> _Excerpt_:

On February 1, 1827, he married Elizabeth Sheldon (1805–1828), removed to Parma Center, and engaged there in mercantile pursuits. About three years later he abandoned this and returned to farming instead. He was for decades a Justice of the Peace. He was elected Supervisor of the Town of Parma from 1834 to 1837, in 1851 and in 1853. He was an associate judge of the Monroe County Court from 1844 to 1847. Afterwards he was admitted to the bar, and practiced law in Parma.

Paterson joined the Free Soil Party in 1848, and the Republican Party upon its foundation in 1855. He was a member of the New York State Senate from 1856 to 1859, sitting in the 79th, 80th, 81st and 82nd New York State Legislature.

Congressman Thomas J. Paterson (1805–1885) was his brother; Congressman John Paterson (1744–1808) and State Senator Caleb Hyde were his grandfathers. Paterson was described as having died before his brother Thomas.

> _Object location annotation data_:
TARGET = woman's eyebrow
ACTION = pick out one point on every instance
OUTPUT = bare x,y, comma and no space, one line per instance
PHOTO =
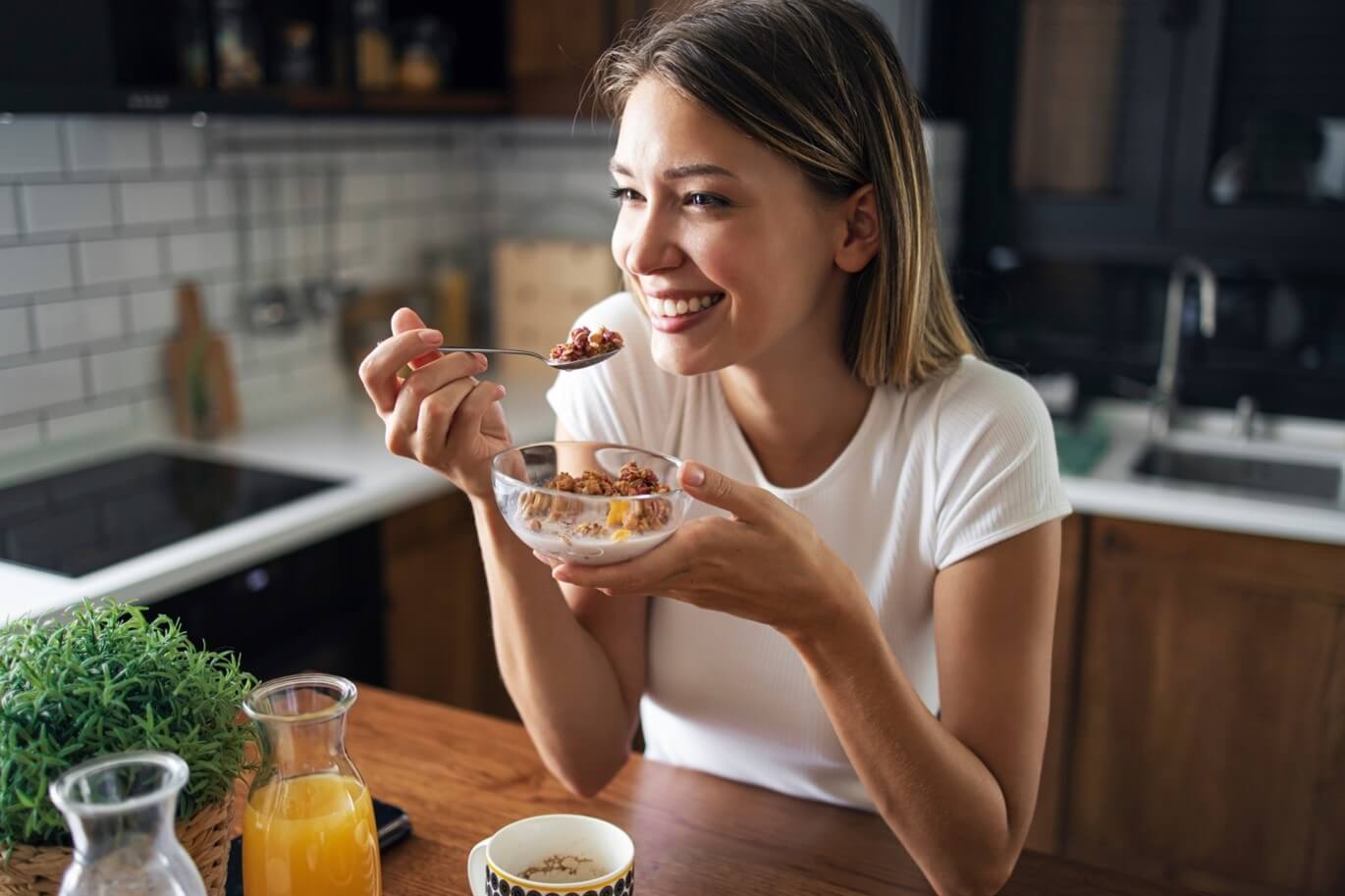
695,170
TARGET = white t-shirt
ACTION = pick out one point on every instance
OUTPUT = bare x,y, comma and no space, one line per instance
933,475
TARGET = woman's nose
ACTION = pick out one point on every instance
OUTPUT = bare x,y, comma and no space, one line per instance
651,247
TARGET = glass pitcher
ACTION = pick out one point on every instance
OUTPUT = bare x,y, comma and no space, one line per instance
308,829
120,810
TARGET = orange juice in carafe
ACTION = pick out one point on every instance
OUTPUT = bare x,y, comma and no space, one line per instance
311,835
308,827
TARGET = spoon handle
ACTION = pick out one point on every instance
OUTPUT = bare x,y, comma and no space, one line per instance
494,351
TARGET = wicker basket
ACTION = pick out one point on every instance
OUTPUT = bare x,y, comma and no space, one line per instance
36,870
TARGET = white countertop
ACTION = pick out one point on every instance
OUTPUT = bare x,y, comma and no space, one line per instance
341,442
346,442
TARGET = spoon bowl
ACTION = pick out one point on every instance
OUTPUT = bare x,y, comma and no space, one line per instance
580,363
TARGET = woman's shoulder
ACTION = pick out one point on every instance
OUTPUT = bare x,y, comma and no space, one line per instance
975,393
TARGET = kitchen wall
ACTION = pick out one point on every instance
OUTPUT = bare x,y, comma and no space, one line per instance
101,217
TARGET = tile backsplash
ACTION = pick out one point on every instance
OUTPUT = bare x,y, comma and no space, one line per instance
101,217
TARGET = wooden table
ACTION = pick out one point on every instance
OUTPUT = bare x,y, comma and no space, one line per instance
462,776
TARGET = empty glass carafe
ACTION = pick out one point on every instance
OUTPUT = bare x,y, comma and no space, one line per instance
120,810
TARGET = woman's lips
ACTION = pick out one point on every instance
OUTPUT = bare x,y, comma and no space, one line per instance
675,315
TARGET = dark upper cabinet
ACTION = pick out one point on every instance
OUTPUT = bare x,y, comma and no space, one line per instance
1260,144
1144,130
253,57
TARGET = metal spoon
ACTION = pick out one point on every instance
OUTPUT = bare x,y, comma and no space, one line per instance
557,365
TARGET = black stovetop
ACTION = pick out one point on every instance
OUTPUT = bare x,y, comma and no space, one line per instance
80,521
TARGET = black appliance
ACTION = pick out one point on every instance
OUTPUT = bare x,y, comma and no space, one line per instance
80,521
319,606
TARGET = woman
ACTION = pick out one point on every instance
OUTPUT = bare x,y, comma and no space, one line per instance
884,553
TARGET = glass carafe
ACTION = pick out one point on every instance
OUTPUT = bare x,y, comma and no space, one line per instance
120,810
308,829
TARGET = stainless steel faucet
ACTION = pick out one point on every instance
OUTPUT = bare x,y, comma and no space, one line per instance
1165,395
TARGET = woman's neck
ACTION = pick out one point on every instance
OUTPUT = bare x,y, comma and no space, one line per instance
798,406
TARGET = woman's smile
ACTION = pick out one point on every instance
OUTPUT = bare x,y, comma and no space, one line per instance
680,312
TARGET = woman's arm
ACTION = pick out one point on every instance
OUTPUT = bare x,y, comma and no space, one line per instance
958,791
573,660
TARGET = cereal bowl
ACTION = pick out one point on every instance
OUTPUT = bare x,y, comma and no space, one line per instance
588,502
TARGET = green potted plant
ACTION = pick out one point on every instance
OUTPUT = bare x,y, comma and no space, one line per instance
109,679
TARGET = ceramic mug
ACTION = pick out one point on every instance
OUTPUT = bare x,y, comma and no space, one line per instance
553,856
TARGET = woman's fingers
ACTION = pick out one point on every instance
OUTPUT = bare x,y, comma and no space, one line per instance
426,399
467,420
378,370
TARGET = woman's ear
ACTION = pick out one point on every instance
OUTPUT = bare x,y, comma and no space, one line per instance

> _Exercise details_: Print the stretch of the Paterson passage above from "On February 1, 1827, he" through "law in Parma.", copying it word for word.

> _Result of the task_:
On February 1, 1827, he married Elizabeth Sheldon (1805–1828), removed to Parma Center, and engaged there in mercantile pursuits. About three years later he abandoned this and returned to farming instead. He was for decades a Justice of the Peace. He was elected Supervisor of the Town of Parma from 1834 to 1837, in 1851 and in 1853. He was an associate judge of the Monroe County Court from 1844 to 1847. Afterwards he was admitted to the bar, and practiced law in Parma.